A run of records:
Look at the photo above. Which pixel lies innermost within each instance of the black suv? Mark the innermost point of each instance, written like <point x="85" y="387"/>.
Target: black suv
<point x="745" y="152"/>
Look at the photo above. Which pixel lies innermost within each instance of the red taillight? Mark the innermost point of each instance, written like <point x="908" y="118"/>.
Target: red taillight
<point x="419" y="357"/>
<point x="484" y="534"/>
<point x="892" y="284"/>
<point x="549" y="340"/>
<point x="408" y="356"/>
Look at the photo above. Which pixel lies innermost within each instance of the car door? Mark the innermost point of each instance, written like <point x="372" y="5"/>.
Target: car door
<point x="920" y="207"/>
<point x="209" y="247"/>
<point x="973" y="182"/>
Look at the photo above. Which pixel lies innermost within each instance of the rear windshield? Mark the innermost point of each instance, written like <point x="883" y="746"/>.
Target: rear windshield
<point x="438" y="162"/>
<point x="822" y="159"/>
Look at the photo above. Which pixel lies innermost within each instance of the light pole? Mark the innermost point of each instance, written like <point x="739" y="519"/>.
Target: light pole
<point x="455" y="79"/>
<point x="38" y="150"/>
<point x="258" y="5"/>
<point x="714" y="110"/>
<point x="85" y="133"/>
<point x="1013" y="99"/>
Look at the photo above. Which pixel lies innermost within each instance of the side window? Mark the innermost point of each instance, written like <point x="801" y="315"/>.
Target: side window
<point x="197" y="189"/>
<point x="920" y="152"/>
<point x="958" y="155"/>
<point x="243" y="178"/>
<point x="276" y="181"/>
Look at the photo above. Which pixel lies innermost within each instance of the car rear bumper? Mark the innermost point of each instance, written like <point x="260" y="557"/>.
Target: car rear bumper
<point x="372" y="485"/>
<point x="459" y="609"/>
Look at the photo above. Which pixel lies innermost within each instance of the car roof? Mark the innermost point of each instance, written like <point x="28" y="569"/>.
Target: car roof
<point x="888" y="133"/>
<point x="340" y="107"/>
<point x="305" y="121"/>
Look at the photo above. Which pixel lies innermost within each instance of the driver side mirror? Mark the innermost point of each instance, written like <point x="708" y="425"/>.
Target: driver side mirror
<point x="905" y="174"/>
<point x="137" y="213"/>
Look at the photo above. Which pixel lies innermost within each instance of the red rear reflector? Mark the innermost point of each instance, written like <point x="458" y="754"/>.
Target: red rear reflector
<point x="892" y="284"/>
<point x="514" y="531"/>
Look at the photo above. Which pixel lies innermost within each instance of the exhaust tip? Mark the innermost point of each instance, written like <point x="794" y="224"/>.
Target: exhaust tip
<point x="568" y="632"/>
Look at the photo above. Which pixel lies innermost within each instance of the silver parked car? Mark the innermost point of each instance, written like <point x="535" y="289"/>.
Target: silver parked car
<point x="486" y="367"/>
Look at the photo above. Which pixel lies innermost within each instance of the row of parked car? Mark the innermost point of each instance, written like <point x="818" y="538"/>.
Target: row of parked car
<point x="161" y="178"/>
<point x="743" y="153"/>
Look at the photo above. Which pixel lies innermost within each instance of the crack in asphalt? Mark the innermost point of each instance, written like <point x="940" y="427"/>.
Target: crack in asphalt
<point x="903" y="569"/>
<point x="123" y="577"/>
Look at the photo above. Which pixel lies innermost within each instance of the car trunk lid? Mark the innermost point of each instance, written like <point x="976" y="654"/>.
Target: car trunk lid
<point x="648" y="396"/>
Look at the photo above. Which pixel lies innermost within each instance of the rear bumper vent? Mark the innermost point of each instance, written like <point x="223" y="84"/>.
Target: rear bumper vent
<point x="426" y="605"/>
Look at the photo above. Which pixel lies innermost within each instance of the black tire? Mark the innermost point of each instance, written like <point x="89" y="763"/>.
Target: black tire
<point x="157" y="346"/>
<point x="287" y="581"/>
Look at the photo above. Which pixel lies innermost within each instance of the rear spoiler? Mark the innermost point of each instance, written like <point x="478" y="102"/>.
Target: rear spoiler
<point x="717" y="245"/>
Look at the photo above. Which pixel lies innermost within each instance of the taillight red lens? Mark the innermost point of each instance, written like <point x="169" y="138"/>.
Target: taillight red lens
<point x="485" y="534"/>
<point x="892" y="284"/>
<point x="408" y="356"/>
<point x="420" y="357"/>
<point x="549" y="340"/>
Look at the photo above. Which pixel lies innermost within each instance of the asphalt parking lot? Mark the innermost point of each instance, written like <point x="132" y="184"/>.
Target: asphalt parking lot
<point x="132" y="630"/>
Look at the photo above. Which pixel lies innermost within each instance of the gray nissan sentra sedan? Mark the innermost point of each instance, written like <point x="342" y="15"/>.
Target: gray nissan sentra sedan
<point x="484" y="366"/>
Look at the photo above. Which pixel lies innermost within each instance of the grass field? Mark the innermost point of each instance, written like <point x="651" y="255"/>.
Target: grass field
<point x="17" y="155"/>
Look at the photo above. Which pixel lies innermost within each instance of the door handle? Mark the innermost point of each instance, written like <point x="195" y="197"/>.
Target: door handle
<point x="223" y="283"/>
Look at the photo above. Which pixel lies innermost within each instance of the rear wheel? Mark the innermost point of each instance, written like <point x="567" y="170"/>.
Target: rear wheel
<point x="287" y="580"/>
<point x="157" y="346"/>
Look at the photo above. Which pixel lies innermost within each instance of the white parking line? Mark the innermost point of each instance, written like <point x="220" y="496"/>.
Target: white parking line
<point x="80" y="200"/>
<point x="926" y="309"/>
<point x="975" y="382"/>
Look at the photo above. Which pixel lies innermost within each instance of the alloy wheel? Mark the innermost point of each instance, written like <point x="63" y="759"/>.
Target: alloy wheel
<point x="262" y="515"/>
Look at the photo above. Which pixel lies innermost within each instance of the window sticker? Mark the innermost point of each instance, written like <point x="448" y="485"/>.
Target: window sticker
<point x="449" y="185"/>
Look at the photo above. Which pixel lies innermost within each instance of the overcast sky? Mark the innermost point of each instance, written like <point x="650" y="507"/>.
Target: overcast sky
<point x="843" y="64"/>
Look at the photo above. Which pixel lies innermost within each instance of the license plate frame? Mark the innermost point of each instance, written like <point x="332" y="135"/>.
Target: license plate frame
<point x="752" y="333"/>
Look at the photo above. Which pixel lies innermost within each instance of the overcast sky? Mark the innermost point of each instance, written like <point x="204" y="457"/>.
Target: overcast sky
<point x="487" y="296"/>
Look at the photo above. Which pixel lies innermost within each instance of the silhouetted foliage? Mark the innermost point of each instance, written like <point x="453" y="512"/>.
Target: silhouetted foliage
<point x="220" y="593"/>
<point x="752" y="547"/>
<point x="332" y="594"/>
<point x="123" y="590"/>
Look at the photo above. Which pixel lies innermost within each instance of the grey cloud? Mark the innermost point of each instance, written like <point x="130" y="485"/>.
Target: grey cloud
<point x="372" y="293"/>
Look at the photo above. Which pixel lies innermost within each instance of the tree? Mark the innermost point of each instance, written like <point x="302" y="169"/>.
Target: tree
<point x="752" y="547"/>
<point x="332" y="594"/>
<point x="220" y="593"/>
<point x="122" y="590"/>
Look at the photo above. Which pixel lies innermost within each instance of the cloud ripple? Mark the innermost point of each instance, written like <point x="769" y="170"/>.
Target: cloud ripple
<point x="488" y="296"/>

**Required work**: Only the lines from the one holding "of the tree?" through the end of the listing should be given again, exactly and with both ends included.

**Written reply**:
Look at the photo above. Which pixel lies innermost within each instance of the tree? Mark the innermost point of each instance, written like <point x="302" y="169"/>.
Target: tree
<point x="752" y="547"/>
<point x="332" y="594"/>
<point x="220" y="593"/>
<point x="122" y="590"/>
Look at the photo above. Which pixel lies innermost within each instance of the cloud ripple? Mark the innermost point of each instance, written like <point x="769" y="170"/>.
Target: cloud ripple
<point x="488" y="296"/>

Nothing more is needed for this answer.